'''

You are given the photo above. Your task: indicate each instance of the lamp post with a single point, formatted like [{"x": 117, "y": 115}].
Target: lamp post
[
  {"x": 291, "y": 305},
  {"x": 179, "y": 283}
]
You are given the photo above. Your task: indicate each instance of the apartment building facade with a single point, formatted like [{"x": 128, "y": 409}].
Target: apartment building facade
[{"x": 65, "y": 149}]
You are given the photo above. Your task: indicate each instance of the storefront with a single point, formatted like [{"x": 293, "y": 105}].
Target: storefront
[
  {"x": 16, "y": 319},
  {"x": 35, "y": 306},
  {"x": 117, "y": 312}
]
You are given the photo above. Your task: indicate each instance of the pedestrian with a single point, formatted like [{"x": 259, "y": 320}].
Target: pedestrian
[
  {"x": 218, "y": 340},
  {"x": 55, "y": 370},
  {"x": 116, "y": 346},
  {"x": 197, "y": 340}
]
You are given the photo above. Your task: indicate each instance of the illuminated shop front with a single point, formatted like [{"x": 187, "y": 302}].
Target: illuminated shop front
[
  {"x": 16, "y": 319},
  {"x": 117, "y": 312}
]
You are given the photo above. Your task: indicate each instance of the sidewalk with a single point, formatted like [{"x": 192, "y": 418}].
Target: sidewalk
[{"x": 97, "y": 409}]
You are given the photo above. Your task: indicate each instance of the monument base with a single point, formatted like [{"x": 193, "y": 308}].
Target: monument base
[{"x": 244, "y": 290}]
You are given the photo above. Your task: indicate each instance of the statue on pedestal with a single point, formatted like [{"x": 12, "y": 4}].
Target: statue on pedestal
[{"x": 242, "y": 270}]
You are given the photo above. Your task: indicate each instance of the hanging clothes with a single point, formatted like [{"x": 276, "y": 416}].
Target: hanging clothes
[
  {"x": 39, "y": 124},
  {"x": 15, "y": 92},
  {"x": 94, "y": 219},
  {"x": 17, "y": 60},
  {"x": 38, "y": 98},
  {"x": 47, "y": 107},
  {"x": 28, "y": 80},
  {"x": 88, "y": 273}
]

'''

◆ PROBLEM TO WORK ON
Retype the entries above exactly, but only from the line containing "Target: statue on pedestal" through the line containing "of the hanging", both included.

◆ EXPECTED OUTPUT
Target: statue on pedestal
[{"x": 242, "y": 270}]
You are given the photo above. Your task: indicate each instance of the hanging clothes with a single point, formatted like [{"x": 276, "y": 416}].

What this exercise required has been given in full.